▶ **Given request A**
Repeat the lines of the records starting at the line that contains "table leg in this photo." and ending at the last line of the records, keeping both of those lines.

▶ **Selected text**
============================================================

INFO 523: Data Mining and Discovery

This course will introduce students to the concepts and techniques of data mining for knowledge discovery. It includes methods developed in the fields of statistics, large-scale data analytics, machine learning, pattern recognition, database technology and artificial intelligence for automatic or semi-automatic analysis of large quantities of data to extract previously unknown interesting patterns. Topics include understanding varieties of data, data preprocessing, classification, association and correlation rule analysis, cluster analysis, outlier detection, and data mining trends and research frontiers. We will use software packages for data mining, explaining the underlying algorithms and their use and limitations. The course include laboratory exercises, with data mining case studies using data from many different resources such as social networks, linguistics, geo-spatial applications, marketing and/or psychology.

Course Credits
3

INFO 521: Introduction to Machine Learning

Machine learning describes the development of algorithms which can modify their internal parameters (i.e., "learn") to recognize patterns and make decisions based on example data. These examples can be provided by a human, or they can be gathered automatically as part of the learning algorithm itself. This course will introduce the fundamentals of machine learning, will describe how to implement several practical methods for pattern recognition, feature selection, clustering, and decision making for reward maximization, and will provide a foundation for the development of new machine learning algorithms.

 

Course Credits
3

============================================================

▶ **Records for processing**
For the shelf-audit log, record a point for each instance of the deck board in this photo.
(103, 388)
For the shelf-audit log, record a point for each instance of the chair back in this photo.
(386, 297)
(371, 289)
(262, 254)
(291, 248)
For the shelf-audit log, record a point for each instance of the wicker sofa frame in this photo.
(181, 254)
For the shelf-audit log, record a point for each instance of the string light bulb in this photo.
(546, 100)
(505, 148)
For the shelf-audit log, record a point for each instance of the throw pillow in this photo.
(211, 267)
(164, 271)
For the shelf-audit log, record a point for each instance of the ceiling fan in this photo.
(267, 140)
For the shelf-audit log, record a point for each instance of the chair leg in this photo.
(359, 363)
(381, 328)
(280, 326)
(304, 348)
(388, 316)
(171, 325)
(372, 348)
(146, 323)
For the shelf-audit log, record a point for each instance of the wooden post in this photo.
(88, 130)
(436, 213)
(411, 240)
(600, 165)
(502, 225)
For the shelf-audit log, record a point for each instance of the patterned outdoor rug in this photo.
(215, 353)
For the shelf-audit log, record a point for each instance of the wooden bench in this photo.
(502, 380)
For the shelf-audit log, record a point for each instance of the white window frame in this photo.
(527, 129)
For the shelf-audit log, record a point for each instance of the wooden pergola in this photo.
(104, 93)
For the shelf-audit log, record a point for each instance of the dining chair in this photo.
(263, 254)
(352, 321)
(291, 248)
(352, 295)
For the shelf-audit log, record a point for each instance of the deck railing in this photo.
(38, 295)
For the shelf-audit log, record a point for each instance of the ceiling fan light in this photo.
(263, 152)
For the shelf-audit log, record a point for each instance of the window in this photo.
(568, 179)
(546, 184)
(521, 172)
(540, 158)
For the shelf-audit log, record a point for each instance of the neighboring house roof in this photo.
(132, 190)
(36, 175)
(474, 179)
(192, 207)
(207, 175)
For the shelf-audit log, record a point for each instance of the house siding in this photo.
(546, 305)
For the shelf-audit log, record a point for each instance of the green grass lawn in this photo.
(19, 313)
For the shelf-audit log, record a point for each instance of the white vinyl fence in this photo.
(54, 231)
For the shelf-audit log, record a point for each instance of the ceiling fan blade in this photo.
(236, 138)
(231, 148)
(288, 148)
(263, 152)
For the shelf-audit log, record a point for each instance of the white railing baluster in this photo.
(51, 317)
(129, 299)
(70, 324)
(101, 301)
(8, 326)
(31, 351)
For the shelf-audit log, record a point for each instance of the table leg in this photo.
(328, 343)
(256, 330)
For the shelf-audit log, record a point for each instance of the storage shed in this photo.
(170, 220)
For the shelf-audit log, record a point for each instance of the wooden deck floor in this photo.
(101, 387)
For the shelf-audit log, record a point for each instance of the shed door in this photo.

============================================================

▶ **Given request B**
Rewrite the course descriptions starting at "INFO 521: Introduction" and ending at "machine learning algorithms.", with "feature selection" replaced by "feature extraction".

▶ **Final result A**
For the shelf-audit log, record a point for each instance of the table leg in this photo.
(328, 343)
(256, 330)
For the shelf-audit log, record a point for each instance of the storage shed in this photo.
(170, 220)
For the shelf-audit log, record a point for each instance of the wooden deck floor in this photo.
(101, 387)
For the shelf-audit log, record a point for each instance of the shed door in this photo.

▶ **Final result B**
INFO 521: Introduction to Machine Learning

Machine learning describes the development of algorithms which can modify their internal parameters (i.e., "learn") to recognize patterns and make decisions based on example data. These examples can be provided by a human, or they can be gathered automatically as part of the learning algorithm itself. This course will introduce the fundamentals of machine learning, will describe how to implement several practical methods for pattern recognition, feature extraction, clustering, and decision making for reward maximization, and will provide a foundation for the development of new machine learning algorithms.